■ Collected data entries:
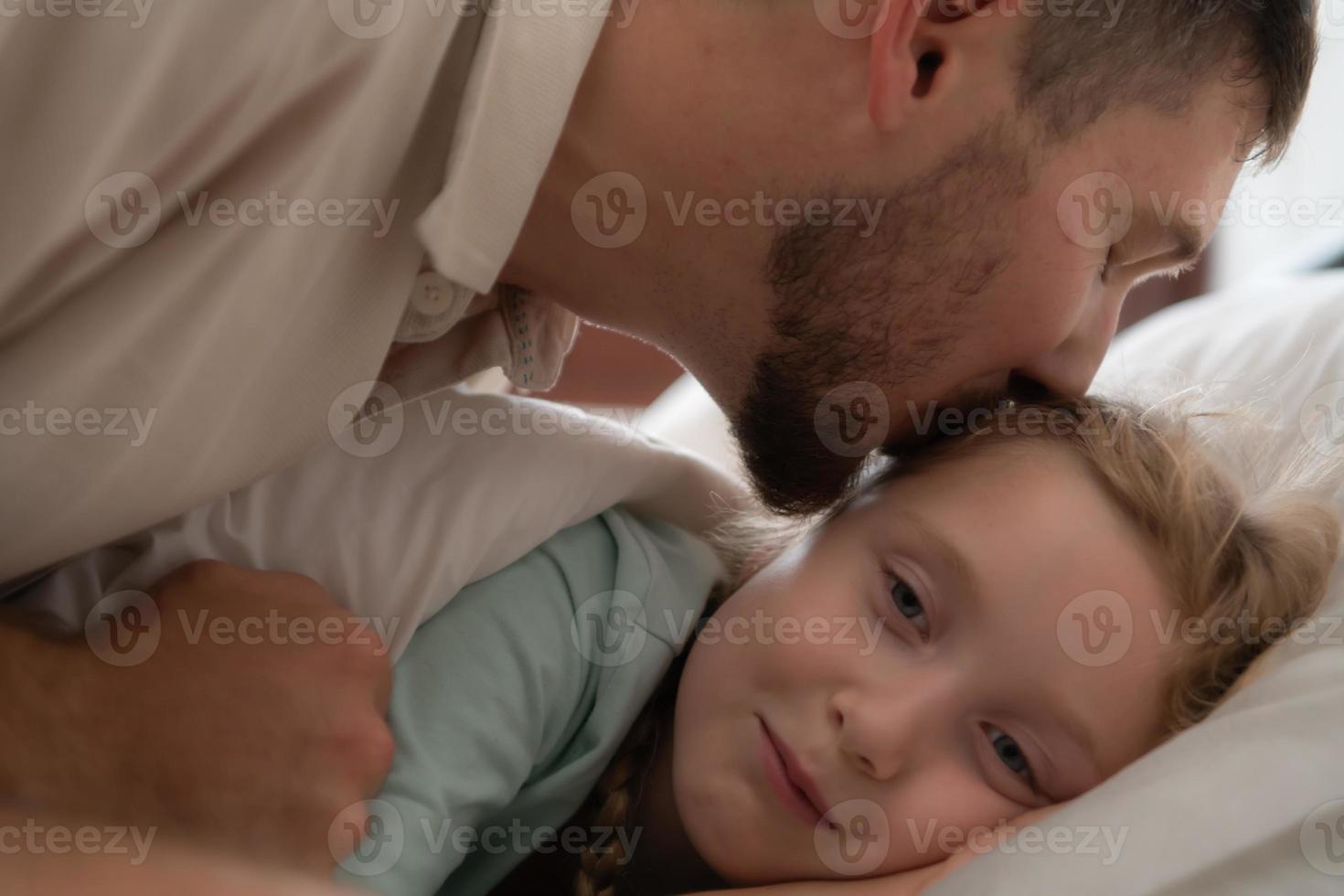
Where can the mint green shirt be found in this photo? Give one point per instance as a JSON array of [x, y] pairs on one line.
[[511, 701]]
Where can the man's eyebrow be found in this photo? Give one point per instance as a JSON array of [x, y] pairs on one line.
[[1189, 240]]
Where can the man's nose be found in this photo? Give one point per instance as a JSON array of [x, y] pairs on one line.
[[886, 730], [1069, 367]]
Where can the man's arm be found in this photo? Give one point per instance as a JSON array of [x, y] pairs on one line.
[[40, 858], [242, 729]]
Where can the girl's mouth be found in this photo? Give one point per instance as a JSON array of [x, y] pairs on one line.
[[791, 782]]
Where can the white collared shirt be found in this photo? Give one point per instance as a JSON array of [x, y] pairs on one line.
[[215, 219]]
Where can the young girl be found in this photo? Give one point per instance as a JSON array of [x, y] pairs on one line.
[[978, 635]]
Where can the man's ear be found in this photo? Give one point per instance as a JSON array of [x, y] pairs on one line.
[[910, 55]]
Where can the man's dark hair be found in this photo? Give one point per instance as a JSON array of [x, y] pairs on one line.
[[1156, 53]]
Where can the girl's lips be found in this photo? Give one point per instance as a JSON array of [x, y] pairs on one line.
[[777, 761]]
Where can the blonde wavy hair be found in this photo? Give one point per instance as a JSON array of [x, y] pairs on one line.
[[1255, 546]]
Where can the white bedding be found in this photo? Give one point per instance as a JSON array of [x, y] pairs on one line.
[[394, 536], [1252, 801]]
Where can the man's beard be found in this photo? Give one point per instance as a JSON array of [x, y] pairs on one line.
[[884, 309]]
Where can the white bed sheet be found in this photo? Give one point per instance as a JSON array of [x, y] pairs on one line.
[[1252, 801]]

■ Task objective: Reproduce every line of the material above verbatim, omitting the pictures.

■ Solution for this task:
Where can the mint green shirt be found in this photo? Give one point per instance as a JSON array of [x, y] pairs on one line.
[[511, 701]]
Where can the man's eyebrow be found in this photo? Give one point per instance as a JSON array of [x, y] pairs on one line.
[[1189, 240]]
Where can the man's nose be found in this photo? Give one point per instance as a JSON array of [x, y] pairs on one line.
[[886, 730], [1069, 367]]
Where can the man's arm be found in this photo? Give one point per instance as a JSON array of [x, y] pairs on one line.
[[40, 858], [242, 729]]
Where can the girl's mouth be found in this photo? Give one point per instance as a JSON array of [x, y] pairs on one line.
[[791, 782]]
Where can the white collared shirt be found in this photo? Give one point per instance as a JSON array of [x, y] pairs on one line.
[[215, 219]]
Where can the young girl be found in this photo? Give one point per instance as a JSON array of [x, y] pairs on one line.
[[978, 635]]
Where can the man's ear be found in this photo? Give one point per instance as a JSON array of [x, y] pairs on one line.
[[910, 55]]
Where can the man's dark hair be found in this photo? Give one point per instance as a JSON array of [x, y] pairs on one line.
[[1156, 53]]
Where can the girl's lips be found in this photo? Give one point per instance as a JSON array of [x, y] pairs on one line.
[[777, 761]]
Where can the blonde wavy hair be found in this photo? Give one point per instance as a JSON array of [x, y] pairs on one line.
[[1255, 546]]
Where can the white bedding be found in this photo? Give one point per instance as a JSON array of [x, y] pairs on one line.
[[394, 536], [1252, 801]]
Where can the man's beard be found in this photo? Give one point per instance as a JSON array of [x, y] pairs on one line.
[[884, 309]]
Where can the white bed sheet be found in this photo? Give one point per instance as a JSON array of [x, y] pairs on one line.
[[1252, 801]]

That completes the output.